What the task requires: Pick up the press release on the Nature's Nation exhibition after its final sentence and write the next part.

Passage shown:
==========

Diane Smith '92
British Journal of Photography, May, 2024
Major Traveling Exhibition Offers Expansive New Vision of American Art Through the Lens of Environmental History and Changing Ideas About Nature
Distributed June 4, 2018
Nature’s Nation: American Art and Environment debuts at Princeton University Art Museum Oct. 13, 2018-Jan. 6, 2019
PRINCETON, NJ–Reframing more than 300 years of diverse artistic practice in North America, from the colonial period to the present, Nature’s Nation: American Art and Environment examines for the first time how American artists have both reflected and shaped environmental understanding while contributing to the emergence of a modern ecological consciousness.
The exhibition traces evolving ideas about the environment – and our place within it – from colonial beliefs about natural theology and biblical dominion through the 19th-century notion of manifest destiny to the emergence of modern ecological ethics. This pioneering exhibition will gather approximately 125 works of art by a broad range of artists – including iconic masterpieces as well as rare and seldom exhibited works – and interpret them through an interdisciplinary lens that unites art and environmental history with scientific analysis, using ecocriticism as a tool to see the history of American art in a new light.
Organized by the Princeton University Art Museum, the exhibition is cocurated by Karl Kusserow, John Wilmerding curator of American art at the Princeton University Art Museum; and Alan C. Braddock, Ralph H. Wark associate professor of art history and American studies at the College of William and Mary.
After its premiere at Princeton (Oct. 13, 2018-Jan. 6, 2019), the exhibition travels to the Peabody Essex Museum in Salem, Massachusetts (Feb. 2-May 5, 2019) and to Crystal Bridges Museum of American Art in Bentonville, Arkansas (May 25–Sept. 9, 2019).
“Nature’s Nation advances a new approach to understanding and interpreting American art of the past three centuries, opening up rich avenues of engagement with both celebrated and less familiar works of art,” said James Steward, Nancy A. Nasher–David J. Haemisegger, Class of 1976, director. “At a time when the question of our relationship with the natural world is so much on our minds, Nature’s Nation positions the museum as a crucial site for close looking, conversation and exchange on questions that matter both to our identities as Americans and to our future.”
Nature’s Nation will consist of paintings, sculptures, prints, drawings, photographs, videos and works of decorative art gathered from more than 70 eminent collections across the United States as well as from Princeton’s own extensive holdings. The exhibition will be arranged in three chronological eras marked by shifting human conceptions of the natural world and increasing artistic awareness of environmental change.

==========

(Outline labeling records)

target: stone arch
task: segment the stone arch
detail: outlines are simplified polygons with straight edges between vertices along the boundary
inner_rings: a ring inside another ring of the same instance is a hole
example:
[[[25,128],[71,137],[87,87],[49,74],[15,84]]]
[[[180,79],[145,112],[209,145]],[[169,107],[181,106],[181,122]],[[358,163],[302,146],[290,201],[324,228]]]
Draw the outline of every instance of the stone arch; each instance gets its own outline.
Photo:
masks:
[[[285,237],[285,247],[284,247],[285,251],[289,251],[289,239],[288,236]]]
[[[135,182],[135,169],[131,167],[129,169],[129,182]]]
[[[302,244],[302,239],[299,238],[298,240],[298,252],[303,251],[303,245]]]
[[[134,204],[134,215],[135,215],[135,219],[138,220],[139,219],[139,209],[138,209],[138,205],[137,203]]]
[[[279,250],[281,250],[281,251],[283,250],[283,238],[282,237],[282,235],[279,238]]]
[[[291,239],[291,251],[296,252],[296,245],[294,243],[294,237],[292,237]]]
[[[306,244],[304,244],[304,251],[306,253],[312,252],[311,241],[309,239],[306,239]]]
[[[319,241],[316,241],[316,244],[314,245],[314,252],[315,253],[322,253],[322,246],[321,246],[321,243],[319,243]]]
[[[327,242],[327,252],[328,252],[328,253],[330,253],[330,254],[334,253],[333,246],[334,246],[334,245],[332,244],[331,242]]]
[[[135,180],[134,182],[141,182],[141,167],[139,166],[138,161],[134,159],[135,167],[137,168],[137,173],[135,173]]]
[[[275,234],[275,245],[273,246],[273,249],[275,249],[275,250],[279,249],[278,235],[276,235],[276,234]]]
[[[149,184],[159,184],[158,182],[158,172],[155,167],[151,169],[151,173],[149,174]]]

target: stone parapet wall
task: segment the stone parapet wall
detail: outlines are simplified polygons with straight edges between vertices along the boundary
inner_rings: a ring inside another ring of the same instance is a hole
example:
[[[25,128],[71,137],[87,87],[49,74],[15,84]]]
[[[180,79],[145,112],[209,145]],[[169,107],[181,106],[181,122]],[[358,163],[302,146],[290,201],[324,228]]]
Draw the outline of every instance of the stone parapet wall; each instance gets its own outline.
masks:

==========

Output for this exercise:
Among the more than 100 artists featured in the exhibition will be John James Audubon, George Bellows, Albert Bierstadt, Frederic Edwin Church, Thomas Cole, Thomas Eakins, Theaster Gates, Winslow Homer, Louisa Keyser, Dorothea Lange, Ana Mendieta, Thomas Moran, Isamu Noguchi, Georgia O’Keeffe, Frederick Law Olmsted, Charles Willson Peale, Sarah Miriam Peale, Jackson Pollock, Robert Rauschenberg, Alexis Rockman, Robert Smithson and Carleton Watkins.
A major 448-page catalogue, published by the Princeton University Art Museum and distributed by Yale University Press, accompanies the exhibition. In addition to a series of expansive narrative essays by the curators, the publication features contributions by 13 distinguished scholars and artists in a variety of fields, including art historians Rachael DeLue and Robin Kelsey, artists Mark Dion and Jaune Quick-to-See Smith, and environmental theorists Timothy Morton and Rob Nixon.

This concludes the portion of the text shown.